[Material for this task]:
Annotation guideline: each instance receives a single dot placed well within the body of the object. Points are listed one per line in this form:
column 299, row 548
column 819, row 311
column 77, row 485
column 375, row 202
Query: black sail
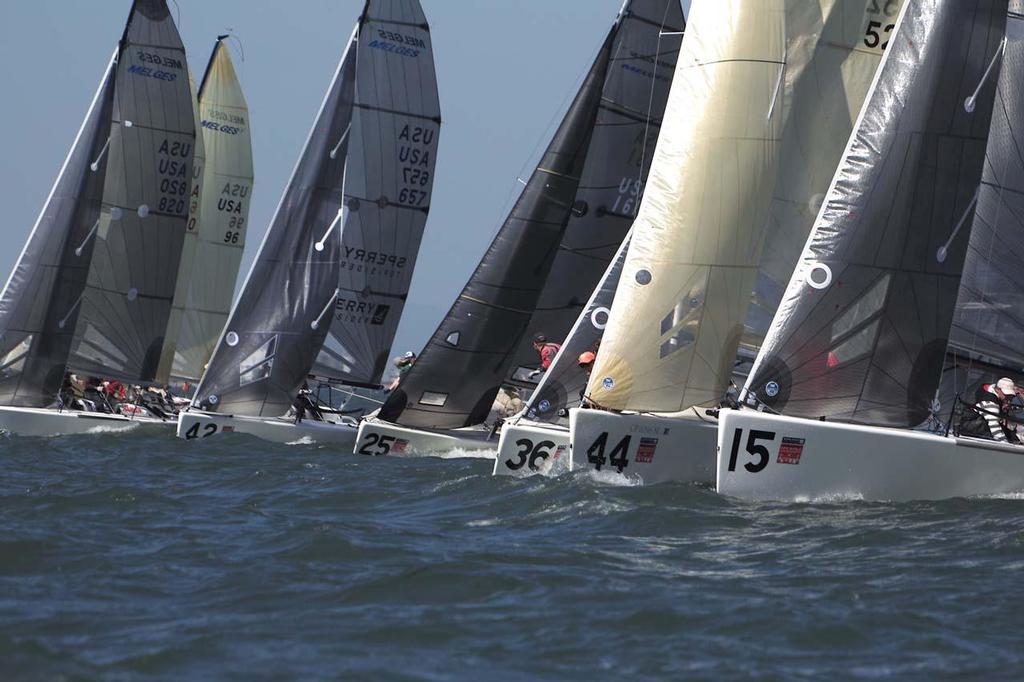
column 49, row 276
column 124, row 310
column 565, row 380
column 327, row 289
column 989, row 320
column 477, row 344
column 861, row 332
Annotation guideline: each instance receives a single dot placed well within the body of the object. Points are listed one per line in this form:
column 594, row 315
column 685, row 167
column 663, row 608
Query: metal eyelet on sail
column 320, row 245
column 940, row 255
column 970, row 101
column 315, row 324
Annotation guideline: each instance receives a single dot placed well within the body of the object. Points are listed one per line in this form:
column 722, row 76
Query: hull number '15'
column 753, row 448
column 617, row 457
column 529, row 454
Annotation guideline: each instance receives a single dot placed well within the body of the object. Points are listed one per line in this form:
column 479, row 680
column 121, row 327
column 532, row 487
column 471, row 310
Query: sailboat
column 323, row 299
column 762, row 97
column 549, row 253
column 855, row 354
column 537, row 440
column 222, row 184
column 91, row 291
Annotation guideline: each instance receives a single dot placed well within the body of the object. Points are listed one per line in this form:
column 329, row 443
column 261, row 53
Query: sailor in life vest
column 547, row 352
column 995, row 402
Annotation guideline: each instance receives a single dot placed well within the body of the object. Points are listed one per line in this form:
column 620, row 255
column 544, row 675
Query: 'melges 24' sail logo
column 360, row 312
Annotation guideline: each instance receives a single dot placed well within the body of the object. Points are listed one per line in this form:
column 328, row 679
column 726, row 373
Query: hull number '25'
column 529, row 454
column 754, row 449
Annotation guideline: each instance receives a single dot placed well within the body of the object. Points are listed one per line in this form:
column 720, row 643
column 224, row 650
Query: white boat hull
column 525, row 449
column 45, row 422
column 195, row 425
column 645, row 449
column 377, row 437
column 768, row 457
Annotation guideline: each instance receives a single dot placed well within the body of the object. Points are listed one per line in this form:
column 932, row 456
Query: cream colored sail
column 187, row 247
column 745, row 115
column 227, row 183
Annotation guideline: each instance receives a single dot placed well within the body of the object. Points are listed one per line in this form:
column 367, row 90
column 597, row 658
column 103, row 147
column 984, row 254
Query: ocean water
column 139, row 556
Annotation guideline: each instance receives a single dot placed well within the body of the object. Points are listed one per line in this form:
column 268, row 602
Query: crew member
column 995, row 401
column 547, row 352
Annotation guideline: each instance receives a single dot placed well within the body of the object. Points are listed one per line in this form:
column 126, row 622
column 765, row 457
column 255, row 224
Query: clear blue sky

[About this task]: Full transcription of the material, exact in every line, without images.

[Completed task]:
Annotation guideline: each instance receives a single dot placed well within the body of the object. Points are listed one per line in this form:
column 299, row 548
column 819, row 311
column 77, row 485
column 375, row 202
Query: black sail
column 49, row 276
column 124, row 310
column 565, row 380
column 327, row 289
column 989, row 320
column 477, row 344
column 861, row 332
Annotation guideline: each instance receives a single dot placed well within the body of the object. Points are listed one per line in this form:
column 594, row 315
column 685, row 167
column 663, row 608
Query: metal eyelet on sail
column 320, row 245
column 940, row 255
column 970, row 101
column 315, row 324
Annotation guideline: each instance receives a single dot placed well within the body of the object. Points are listed one per line in this form:
column 722, row 76
Query: hull number '15'
column 753, row 448
column 617, row 457
column 529, row 454
Annotation guideline: each instance receives a single dot placed well within the body of the object. Points are listed one per line in this form:
column 479, row 680
column 121, row 327
column 532, row 487
column 471, row 310
Query: sailboat
column 323, row 299
column 762, row 97
column 549, row 253
column 855, row 354
column 537, row 440
column 222, row 184
column 91, row 291
Annotation guideline: each instance receives a single dot placed well within the body of the object. Points are listed one per line in this form:
column 329, row 443
column 261, row 53
Query: sailor in life vest
column 547, row 352
column 995, row 402
Annotation guideline: each instance receives a single dot placed well within the body of the object. Points are listed one per line in this form:
column 620, row 255
column 544, row 675
Query: 'melges 24' sail logo
column 360, row 312
Annotation guideline: each instance receives a single dot placed well within the body of the object. Points are listed one per line in this form:
column 328, row 679
column 726, row 373
Query: hull number '25'
column 529, row 454
column 754, row 449
Annotation guideline: each instance receives a single dot placed well within the body of the object. Points are listed one per line in this form:
column 720, row 643
column 224, row 650
Query: white boat hull
column 525, row 449
column 45, row 422
column 195, row 425
column 645, row 449
column 377, row 437
column 768, row 457
Annotation guideline: each instance receives a single dot placed well within the body of the object. Points are listed one per line in this form:
column 932, row 456
Query: cream colored sail
column 187, row 247
column 745, row 115
column 227, row 183
Annotation guideline: each instance receives a single dot placed well within the body of the object. Points are listed one per line in this form:
column 367, row 90
column 597, row 658
column 103, row 147
column 984, row 254
Query: ocean water
column 139, row 556
Annotation guideline: each instance receives a single dot placed well within the body of the object. Points are listed one per line in this form:
column 268, row 602
Query: crew member
column 995, row 401
column 547, row 352
Annotation guideline: each instance receives a single dot placed well within the body of the object. Points are listed one per line in this form:
column 126, row 622
column 765, row 457
column 255, row 224
Query: clear blue sky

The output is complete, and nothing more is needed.